#### Work request:
Return the material below unchanged, character for character, starting at its first line and ending at the line that contains "box: [324, 365, 549, 630]".

*** Supplied material Section Begins ***

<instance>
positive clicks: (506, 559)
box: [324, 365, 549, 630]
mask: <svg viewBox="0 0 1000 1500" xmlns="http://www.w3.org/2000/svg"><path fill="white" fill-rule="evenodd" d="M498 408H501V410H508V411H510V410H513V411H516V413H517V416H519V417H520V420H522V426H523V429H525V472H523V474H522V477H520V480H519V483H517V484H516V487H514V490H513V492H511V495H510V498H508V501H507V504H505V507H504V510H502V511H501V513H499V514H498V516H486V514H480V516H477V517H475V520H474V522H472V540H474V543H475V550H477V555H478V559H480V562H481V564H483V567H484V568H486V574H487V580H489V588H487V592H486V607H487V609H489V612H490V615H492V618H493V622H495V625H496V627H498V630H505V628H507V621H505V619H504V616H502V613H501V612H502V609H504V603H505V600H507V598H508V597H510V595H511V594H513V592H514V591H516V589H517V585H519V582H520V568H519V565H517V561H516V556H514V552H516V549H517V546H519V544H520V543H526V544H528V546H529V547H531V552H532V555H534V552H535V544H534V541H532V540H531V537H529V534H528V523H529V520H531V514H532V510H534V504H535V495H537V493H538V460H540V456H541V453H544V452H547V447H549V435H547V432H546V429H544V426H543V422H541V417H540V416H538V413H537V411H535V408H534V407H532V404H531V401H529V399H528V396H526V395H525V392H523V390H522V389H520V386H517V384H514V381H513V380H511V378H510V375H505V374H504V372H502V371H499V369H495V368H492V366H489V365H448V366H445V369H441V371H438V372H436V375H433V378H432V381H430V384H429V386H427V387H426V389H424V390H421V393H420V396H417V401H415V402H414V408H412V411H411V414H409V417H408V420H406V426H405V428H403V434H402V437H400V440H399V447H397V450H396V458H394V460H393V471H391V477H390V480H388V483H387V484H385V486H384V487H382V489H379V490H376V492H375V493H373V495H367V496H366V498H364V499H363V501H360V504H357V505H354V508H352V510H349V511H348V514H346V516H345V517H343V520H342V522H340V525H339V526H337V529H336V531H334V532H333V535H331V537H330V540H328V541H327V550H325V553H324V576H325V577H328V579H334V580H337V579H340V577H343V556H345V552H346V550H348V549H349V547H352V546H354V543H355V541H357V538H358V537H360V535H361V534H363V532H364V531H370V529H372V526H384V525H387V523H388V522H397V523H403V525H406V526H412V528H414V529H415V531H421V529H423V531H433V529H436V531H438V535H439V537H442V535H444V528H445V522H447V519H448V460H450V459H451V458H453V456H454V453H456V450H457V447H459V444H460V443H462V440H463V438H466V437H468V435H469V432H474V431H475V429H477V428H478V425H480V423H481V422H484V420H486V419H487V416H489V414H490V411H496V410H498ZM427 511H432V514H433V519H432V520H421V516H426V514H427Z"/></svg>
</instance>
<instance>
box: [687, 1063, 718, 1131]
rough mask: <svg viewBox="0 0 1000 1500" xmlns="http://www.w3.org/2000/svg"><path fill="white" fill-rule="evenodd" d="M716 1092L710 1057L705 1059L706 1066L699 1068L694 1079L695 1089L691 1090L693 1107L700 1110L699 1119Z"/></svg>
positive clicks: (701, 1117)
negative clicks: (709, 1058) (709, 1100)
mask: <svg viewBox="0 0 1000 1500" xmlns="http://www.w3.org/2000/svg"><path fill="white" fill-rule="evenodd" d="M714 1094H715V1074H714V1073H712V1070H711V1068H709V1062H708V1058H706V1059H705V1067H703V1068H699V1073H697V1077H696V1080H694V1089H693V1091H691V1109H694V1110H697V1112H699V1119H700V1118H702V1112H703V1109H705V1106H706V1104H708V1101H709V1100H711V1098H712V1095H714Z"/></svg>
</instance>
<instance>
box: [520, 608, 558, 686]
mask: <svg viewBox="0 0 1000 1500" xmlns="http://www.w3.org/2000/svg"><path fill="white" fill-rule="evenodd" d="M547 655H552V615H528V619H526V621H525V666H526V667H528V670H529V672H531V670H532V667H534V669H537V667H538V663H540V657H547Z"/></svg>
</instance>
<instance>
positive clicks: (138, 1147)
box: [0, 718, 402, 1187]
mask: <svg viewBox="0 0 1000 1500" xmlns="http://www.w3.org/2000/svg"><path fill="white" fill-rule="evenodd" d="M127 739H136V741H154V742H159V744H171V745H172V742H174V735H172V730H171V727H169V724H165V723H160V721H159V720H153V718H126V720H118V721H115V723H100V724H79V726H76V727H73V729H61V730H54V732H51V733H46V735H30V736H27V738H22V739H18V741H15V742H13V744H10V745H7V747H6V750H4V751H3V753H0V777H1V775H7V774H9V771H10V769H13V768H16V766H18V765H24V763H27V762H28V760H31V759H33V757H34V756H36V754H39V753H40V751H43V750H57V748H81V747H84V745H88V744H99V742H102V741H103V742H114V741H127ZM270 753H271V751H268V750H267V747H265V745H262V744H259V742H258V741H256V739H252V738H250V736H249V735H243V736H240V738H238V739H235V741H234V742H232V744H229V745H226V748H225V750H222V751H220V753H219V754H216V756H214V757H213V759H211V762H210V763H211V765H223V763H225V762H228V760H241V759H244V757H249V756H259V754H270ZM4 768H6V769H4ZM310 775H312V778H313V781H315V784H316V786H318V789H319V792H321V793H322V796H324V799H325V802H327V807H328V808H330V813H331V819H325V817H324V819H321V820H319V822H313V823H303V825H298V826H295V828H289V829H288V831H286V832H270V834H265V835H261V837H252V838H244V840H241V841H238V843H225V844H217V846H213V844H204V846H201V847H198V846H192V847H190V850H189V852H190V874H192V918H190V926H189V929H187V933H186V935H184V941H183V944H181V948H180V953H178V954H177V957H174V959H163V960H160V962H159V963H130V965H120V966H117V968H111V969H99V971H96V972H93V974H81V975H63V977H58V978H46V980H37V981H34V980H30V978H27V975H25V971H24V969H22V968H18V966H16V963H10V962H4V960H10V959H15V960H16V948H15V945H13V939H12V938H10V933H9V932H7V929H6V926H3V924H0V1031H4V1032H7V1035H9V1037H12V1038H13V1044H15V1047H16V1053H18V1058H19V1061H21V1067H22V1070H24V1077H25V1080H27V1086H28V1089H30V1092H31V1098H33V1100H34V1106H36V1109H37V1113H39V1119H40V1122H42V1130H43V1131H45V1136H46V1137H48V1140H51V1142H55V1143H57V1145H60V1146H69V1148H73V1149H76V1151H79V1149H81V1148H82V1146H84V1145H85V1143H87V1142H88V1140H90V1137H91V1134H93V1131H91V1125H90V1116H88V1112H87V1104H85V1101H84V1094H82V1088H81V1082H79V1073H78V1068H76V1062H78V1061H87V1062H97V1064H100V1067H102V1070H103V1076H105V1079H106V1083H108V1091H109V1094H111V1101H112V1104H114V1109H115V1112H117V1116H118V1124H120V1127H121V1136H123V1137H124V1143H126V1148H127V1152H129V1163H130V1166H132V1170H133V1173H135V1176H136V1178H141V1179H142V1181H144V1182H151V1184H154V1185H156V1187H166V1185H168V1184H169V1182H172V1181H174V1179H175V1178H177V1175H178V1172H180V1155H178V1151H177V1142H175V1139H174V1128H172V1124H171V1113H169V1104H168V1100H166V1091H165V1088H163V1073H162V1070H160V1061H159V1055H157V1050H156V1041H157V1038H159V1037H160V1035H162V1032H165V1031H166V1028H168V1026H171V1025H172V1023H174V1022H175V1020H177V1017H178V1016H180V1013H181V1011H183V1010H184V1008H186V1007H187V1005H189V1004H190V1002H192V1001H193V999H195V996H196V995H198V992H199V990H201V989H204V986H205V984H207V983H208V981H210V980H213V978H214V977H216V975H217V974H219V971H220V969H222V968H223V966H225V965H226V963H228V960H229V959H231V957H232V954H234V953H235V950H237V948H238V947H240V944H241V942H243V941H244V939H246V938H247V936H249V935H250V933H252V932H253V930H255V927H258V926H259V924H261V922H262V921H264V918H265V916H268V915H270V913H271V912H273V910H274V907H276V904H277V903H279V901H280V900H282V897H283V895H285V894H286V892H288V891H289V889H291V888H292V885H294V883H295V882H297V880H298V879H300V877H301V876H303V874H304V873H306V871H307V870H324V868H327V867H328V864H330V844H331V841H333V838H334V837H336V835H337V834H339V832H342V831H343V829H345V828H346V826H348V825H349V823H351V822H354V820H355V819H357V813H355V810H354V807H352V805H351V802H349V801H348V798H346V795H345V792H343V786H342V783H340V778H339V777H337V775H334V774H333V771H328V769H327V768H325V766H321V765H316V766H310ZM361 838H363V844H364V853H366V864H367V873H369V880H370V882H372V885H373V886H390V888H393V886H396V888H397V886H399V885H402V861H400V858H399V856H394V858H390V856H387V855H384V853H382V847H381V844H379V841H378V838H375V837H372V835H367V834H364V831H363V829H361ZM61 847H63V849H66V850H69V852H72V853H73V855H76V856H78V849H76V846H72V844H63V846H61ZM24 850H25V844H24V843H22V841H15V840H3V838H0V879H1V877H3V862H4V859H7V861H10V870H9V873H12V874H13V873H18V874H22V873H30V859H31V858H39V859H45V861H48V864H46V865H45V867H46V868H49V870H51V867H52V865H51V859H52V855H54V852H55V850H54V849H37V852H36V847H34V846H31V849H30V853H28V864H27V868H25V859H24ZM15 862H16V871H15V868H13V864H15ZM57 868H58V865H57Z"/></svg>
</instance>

*** Supplied material Section Ends ***

#### Output of the exercise:
<instance>
positive clicks: (506, 559)
box: [324, 365, 549, 630]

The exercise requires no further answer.